Friday, January 25, 2013

Small Projects as Practice

Okay, now I am in no way suggesting that you should put away your long memoir plans or anything like that, but skill-building and practice has been a theme that I've been pondering since November when Nicki Grimes talked about writing her book Bronx Masquerade.  In essence, she suggested that sometimes we're not ready to write our most important stories (haven't we just been talking about this very issue?) but that as we attack other stories, we become better equipped to write the ones we are most anxious to tell.

We've been talking about recognizing who we are and how we've changed and translating that into memoir, story arc, etc.  And we've also been talking about how hard that pivotal story is.

We also talked about setting intermediate goals and small projects to stay on track with our larger goals and bigger projects.  Selecting and executing these intermediate goals and smaller projects is what I want to talk about today.

  1. Select a change in yourself or an important realization/epiphany that you have made in your life that has (a) changed you; (b) changed the way someone important to you views you; or (c) changed the way you interact with the world.
  2. Elaborate:  Why is this change important to you?  How have you/others changed?  
  3. Establish a baseline.  How did things operate before this change?

* REQUIRED ACTIONS
1) Reproduce the blog post on small projects as practice word for word.
2) Write out the stretch of the rows from the line containing "Task: indicate one point per instance of the paper" through the last row, word for word and including both ends.
These rows are unrelated to the blog post.

(Records of marked points)
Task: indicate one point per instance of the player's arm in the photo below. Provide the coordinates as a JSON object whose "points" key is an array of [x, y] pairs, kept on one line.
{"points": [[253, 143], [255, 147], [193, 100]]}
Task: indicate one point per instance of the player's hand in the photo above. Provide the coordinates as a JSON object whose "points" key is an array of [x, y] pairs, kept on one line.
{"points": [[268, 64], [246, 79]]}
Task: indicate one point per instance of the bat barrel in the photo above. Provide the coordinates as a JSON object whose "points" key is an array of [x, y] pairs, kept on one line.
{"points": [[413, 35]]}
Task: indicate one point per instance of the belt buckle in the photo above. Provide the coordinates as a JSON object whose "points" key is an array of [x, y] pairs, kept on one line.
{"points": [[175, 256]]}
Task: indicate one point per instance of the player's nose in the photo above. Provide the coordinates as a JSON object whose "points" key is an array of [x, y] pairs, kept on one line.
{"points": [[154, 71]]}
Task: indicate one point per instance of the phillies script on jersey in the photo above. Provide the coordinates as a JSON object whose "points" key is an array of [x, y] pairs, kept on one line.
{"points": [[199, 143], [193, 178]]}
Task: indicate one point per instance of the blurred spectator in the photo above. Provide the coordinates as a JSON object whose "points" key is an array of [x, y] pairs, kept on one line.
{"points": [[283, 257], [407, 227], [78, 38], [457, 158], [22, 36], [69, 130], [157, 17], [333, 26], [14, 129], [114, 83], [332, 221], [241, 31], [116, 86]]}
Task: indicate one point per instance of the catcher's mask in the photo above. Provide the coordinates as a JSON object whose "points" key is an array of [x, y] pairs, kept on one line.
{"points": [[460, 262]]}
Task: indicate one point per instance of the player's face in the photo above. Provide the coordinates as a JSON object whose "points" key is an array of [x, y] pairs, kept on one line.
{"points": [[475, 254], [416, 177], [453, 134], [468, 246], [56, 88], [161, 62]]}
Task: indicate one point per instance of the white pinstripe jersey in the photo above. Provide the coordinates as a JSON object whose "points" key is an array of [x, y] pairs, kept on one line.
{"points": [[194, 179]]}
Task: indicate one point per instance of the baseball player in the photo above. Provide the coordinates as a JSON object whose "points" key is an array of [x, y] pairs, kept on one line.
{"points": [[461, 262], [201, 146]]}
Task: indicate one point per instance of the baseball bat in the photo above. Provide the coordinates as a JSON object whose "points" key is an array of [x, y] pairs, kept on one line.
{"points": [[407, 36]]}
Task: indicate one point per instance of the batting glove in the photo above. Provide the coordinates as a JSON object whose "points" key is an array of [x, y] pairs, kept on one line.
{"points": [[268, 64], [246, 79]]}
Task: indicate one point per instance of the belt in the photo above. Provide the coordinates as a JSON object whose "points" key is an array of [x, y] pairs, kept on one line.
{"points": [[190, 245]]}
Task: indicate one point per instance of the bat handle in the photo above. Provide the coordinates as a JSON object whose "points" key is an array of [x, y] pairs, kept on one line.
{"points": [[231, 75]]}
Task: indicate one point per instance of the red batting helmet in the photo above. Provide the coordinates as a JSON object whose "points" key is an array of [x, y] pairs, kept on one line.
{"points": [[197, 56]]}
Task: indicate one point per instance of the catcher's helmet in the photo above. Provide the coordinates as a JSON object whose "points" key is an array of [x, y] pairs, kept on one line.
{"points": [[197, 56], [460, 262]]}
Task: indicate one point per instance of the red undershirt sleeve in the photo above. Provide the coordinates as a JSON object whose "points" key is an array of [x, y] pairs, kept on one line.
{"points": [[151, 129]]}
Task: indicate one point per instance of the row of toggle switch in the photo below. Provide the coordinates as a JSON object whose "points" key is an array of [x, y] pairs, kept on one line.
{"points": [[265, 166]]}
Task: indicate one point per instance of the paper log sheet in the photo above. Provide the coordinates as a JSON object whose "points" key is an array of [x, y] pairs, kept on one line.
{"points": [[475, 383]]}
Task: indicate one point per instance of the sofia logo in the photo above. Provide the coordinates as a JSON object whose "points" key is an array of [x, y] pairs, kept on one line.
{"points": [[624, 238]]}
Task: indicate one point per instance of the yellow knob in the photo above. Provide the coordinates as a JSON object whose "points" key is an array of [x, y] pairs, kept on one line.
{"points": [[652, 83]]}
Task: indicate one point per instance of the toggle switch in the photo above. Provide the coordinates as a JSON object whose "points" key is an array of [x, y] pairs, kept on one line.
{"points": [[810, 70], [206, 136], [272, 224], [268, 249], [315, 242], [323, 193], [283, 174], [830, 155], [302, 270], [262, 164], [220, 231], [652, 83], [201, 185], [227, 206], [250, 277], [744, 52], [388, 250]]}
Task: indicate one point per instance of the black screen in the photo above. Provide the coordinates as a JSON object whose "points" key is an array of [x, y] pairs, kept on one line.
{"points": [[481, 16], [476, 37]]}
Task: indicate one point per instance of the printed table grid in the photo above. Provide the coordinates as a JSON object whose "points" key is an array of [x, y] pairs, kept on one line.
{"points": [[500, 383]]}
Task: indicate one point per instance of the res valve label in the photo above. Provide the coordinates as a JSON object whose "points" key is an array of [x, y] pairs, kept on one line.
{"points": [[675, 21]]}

* RESPONSES
1)
Friday, January 25, 2013

Small Projects as Practice

Okay, now I am in no way suggesting that you should put away your long memoir plans or anything like that, but skill-building and practice has been a theme that I've been pondering since November when Nicki Grimes talked about writing her book Bronx Masquerade.  In essence, she suggested that sometimes we're not ready to write our most important stories (haven't we just been talking about this very issue?) but that as we attack other stories, we become better equipped to write the ones we are most anxious to tell.

We've been talking about recognizing who we are and how we've changed and translating that into memoir, story arc, etc.  And we've also been talking about how hard that pivotal story is.

We also talked about setting intermediate goals and small projects to stay on track with our larger goals and bigger projects.  Selecting and executing these intermediate goals and smaller projects is what I want to talk about today.

  1. Select a change in yourself or an important realization/epiphany that you have made in your life that has (a) changed you; (b) changed the way someone important to you views you; or (c) changed the way you interact with the world.
  2. Elaborate:  Why is this change important to you?  How have you/others changed?  
  3. Establish a baseline.  How did things operate before this change?

2)
Task: indicate one point per instance of the paper log sheet in the photo above. Provide the coordinates as a JSON object whose "points" key is an array of [x, y] pairs, kept on one line.
{"points": [[475, 383]]}
Task: indicate one point per instance of the sofia logo in the photo above. Provide the coordinates as a JSON object whose "points" key is an array of [x, y] pairs, kept on one line.
{"points": [[624, 238]]}
Task: indicate one point per instance of the yellow knob in the photo above. Provide the coordinates as a JSON object whose "points" key is an array of [x, y] pairs, kept on one line.
{"points": [[652, 83]]}
Task: indicate one point per instance of the toggle switch in the photo above. Provide the coordinates as a JSON object whose "points" key is an array of [x, y] pairs, kept on one line.
{"points": [[810, 70], [206, 136], [272, 224], [268, 249], [315, 242], [323, 193], [283, 174], [830, 155], [302, 270], [262, 164], [220, 231], [652, 83], [201, 185], [227, 206], [250, 277], [744, 52], [388, 250]]}
Task: indicate one point per instance of the black screen in the photo above. Provide the coordinates as a JSON object whose "points" key is an array of [x, y] pairs, kept on one line.
{"points": [[481, 16], [476, 37]]}
Task: indicate one point per instance of the printed table grid in the photo above. Provide the coordinates as a JSON object whose "points" key is an array of [x, y] pairs, kept on one line.
{"points": [[500, 383]]}
Task: indicate one point per instance of the res valve label in the photo above. Provide the coordinates as a JSON object whose "points" key is an array of [x, y] pairs, kept on one line.
{"points": [[675, 21]]}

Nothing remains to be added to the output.